Saved entries:
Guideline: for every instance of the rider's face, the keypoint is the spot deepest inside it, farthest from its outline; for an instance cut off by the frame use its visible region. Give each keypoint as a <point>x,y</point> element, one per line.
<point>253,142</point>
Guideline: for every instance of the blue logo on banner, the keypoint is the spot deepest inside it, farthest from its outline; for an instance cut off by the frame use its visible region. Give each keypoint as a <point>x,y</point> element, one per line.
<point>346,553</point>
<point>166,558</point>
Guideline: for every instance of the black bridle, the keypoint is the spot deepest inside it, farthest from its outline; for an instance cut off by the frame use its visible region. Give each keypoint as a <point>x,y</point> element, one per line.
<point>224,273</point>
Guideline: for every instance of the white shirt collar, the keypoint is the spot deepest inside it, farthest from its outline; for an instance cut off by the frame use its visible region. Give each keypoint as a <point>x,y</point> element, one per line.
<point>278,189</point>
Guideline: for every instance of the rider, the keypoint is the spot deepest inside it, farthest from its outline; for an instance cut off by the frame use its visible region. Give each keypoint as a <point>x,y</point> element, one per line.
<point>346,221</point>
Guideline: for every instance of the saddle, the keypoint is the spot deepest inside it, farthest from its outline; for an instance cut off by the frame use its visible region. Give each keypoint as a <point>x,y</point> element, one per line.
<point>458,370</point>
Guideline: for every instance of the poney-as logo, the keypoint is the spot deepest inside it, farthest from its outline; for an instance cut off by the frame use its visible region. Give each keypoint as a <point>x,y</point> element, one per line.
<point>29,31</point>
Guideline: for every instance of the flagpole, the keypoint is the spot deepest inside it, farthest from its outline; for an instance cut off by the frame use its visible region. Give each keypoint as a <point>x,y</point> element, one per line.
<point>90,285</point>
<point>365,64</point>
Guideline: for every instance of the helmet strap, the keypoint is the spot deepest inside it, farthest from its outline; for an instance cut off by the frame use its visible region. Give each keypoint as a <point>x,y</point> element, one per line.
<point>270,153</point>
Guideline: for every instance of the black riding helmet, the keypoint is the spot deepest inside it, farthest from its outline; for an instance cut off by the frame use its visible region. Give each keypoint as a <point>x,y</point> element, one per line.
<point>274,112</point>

• _Aim of the exercise_: What you write must match the records above exactly, line for line.

• _Final answer_:
Guideline: for every instance of the rider's face, the keypoint is the spot deepest inside it, farthest from its outline; for an instance cut off by the frame use its visible region. Give each keypoint as a <point>x,y</point> element, one per line.
<point>253,142</point>
Guideline: for every instance of the blue logo on banner, the keypoint is the spot deepest inside it, farthest from its outline; for an instance cut off by the frame use its visible region. Give each keypoint as a <point>x,y</point> element, one per line.
<point>346,553</point>
<point>166,558</point>
Guideline: for every instance of the black bridle, the keypoint is the spot deepest inside it, farthest from its outline; for an instance cut off by the frame use its visible region. Give each keypoint as a <point>x,y</point> element, one per line.
<point>224,273</point>
Guideline: for every instance of the white shirt collar, the keypoint is the spot deepest inside it, farthest from its outline; for an instance cut off by the frame use its visible region. Give each keypoint as a <point>x,y</point> element, one per line.
<point>278,189</point>
Guideline: for every instance of the rider, the keypoint is the spot deepest inside it, farthest from its outline; for an instance cut off by the frame use its visible region. Give each keypoint as a <point>x,y</point> element, one per line.
<point>346,221</point>
Guideline: for every instance of the saddle, the keypoint is the spot deepest inside it, farthest from its outline; for an instance cut off by the frame use its visible region. Give each keypoint as a <point>x,y</point> element, one per line.
<point>458,370</point>
Guideline: for every instance of the poney-as logo, the keypoint is the spot deepest inside it, farthest from its outline; for an instance cut off by the frame use its visible region. Give each keypoint as a <point>x,y</point> element, one per line.
<point>29,31</point>
Guideline: for every instance of the flagpole, the keypoint is the spot deepest inside it, farthest from its outline; for an instance cut off by the frame use its visible region. Give each keypoint as a <point>x,y</point> element, one per line.
<point>90,285</point>
<point>365,64</point>
Guideline: for every instance of the helmet strap, the keypoint is the spot deepest inside it, farthest from its outline; for an instance cut off by the frame use its visible region. Give each keypoint as a <point>x,y</point> element, one per line.
<point>270,153</point>
Guideline: for every instance of the black riding helmet, the keypoint is the spot deepest inside it, farthest from its outline; for an instance cut off by the frame use its visible region. Give each keypoint as a <point>x,y</point> element, one per line.
<point>274,112</point>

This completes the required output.